YOUR GOAL => Please print each record that follows precisely as it appears.

STUDY MATERIAL =>
'''

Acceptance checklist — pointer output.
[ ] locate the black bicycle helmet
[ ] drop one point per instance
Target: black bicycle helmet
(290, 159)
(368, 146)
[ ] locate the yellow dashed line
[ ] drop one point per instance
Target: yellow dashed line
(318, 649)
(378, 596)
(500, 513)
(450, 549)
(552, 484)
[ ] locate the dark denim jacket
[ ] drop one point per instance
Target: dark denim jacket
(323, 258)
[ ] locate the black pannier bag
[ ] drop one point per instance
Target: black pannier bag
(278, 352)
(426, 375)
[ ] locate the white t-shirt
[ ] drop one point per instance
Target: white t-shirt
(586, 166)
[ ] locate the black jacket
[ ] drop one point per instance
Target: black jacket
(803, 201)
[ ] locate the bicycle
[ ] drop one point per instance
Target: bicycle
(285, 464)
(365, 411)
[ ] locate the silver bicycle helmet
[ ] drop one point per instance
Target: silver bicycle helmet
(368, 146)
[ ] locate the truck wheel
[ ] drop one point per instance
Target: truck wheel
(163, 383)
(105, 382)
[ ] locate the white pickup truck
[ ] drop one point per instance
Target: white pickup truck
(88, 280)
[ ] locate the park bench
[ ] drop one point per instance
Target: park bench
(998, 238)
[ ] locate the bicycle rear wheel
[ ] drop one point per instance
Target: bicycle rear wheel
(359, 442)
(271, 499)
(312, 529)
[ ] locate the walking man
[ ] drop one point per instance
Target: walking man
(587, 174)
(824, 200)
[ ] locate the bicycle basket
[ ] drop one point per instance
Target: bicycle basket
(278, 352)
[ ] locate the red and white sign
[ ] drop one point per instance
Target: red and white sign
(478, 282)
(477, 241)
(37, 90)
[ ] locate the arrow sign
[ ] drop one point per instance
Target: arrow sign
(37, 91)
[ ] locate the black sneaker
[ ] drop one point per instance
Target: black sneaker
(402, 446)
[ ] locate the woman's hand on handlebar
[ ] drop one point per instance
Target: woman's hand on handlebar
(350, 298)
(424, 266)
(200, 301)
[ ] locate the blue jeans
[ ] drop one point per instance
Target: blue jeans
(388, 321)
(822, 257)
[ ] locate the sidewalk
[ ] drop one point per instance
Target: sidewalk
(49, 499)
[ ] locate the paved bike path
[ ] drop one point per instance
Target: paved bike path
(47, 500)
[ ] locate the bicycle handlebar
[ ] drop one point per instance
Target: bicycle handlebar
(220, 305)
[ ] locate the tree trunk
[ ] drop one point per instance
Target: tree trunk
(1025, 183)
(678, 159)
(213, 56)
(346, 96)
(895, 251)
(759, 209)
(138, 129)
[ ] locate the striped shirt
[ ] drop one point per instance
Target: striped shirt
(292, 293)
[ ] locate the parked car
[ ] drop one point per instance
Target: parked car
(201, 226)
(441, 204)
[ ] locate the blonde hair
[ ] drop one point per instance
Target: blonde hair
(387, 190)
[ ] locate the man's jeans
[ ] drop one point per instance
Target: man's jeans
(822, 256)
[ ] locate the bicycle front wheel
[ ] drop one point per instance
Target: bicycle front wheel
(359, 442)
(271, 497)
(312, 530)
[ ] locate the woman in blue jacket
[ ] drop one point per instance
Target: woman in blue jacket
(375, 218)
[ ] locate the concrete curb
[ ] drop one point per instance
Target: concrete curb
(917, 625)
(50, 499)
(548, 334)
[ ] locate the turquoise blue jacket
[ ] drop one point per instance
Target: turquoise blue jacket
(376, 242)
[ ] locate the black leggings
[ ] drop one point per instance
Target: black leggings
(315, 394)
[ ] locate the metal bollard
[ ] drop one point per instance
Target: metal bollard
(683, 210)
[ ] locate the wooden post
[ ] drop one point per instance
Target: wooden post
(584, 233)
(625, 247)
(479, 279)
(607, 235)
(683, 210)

'''

SOLUTION TO THIS TASK =>
Acceptance checklist — pointer output.
[ ] locate the black bicycle helmet
[ ] drop one point per instance
Target: black bicycle helmet
(290, 159)
(368, 146)
[ ] locate the yellow dashed line
[ ] drop one point per instance
Target: yellow dashed line
(318, 649)
(378, 596)
(500, 513)
(450, 549)
(552, 484)
[ ] locate the dark denim jacket
[ ] drop one point per instance
Target: dark denim jacket
(323, 258)
[ ] locate the black pannier bag
[ ] drop one point per instance
Target: black pannier bag
(278, 352)
(426, 375)
[ ] locate the white t-shirt
[ ] drop one point per instance
Target: white t-shirt
(586, 166)
[ ] locate the black jacket
[ ] drop one point per instance
Target: black jacket
(803, 201)
[ ] locate the bicycle
[ ] drop one point per instance
Target: bicycle
(285, 464)
(365, 411)
[ ] locate the silver bicycle helmet
[ ] drop one point per instance
Target: silver bicycle helmet
(368, 146)
[ ] locate the truck wheel
[ ] drop one point per instance
Target: truck wheel
(163, 383)
(105, 382)
[ ] locate the white pickup truck
[ ] drop one point per instance
Target: white pickup truck
(88, 280)
[ ] locate the park bench
[ ] drop one point per instance
Target: park bench
(998, 238)
[ ] locate the bicycle rear wheel
[ ] drop one point per instance
Target: bicycle rear wheel
(359, 442)
(271, 499)
(312, 529)
[ ] locate the walking man
[ ] drop one point per instance
Target: walking man
(587, 174)
(824, 200)
[ ] locate the bicycle basket
[ ] drop one point per instance
Target: bicycle basket
(278, 352)
[ ] locate the red and white sign
[ ] drop one point per instance
Target: red and white sign
(478, 282)
(477, 241)
(37, 90)
[ ] locate the arrow sign
[ ] drop one point per instance
Target: arrow sign
(37, 91)
[ ] locate the black sneaker
[ ] drop one point per instance
Target: black sneaker
(402, 446)
[ ] locate the woman's hand on handlebar
[ ] drop one point per instance
Target: woman's hand on handlebar
(350, 298)
(424, 266)
(200, 301)
[ ] locate the blue jeans
[ ] drop one point per instance
Target: blue jeans
(388, 321)
(822, 257)
[ ] locate the sidewalk
[ ] drop one point per instance
Target: sidewalk
(49, 499)
[ ] locate the paved bike path
[ ] drop one point per instance
Target: paved bike path
(47, 500)
[ ] locate the bicycle handlebar
[ ] drop one point per instance
Target: bicycle handlebar
(220, 305)
[ ] locate the tree trunk
[ ] drop one point per instance
Target: tree trunk
(1025, 183)
(678, 159)
(213, 56)
(346, 96)
(895, 251)
(759, 209)
(138, 129)
[ ] locate the striped shirt
[ ] drop one point per instance
Target: striped shirt
(292, 293)
[ ] locate the parked car
[ ] drop one point per instance
Target: parked car
(201, 226)
(441, 204)
[ ] locate the blonde hair
[ ] drop one point per instance
Target: blonde hair
(387, 190)
[ ] locate the man's jeans
[ ] drop one point per instance
Target: man's jeans
(822, 256)
[ ] locate the bicycle front wheel
[ ] drop one point per instance
Target: bicycle front wheel
(359, 442)
(271, 497)
(312, 530)
[ ] locate the woman in blue jacket
[ ] drop one point per instance
Target: woman in blue jacket
(375, 218)
[ ] locate the concrete curb
[ ] drop one point per instance
Target: concrete curb
(917, 625)
(50, 499)
(548, 334)
[ ] locate the turquoise blue jacket
[ ] drop one point per instance
Target: turquoise blue jacket
(376, 242)
[ ] locate the black leggings
[ ] drop one point per instance
Target: black leggings
(315, 394)
[ ] locate the metal bollard
[ ] drop one point per instance
Target: metal bollard
(683, 210)
[ ] locate the wooden post
[ ] drop one point per instance
Target: wooden post
(584, 233)
(625, 247)
(479, 279)
(607, 235)
(683, 210)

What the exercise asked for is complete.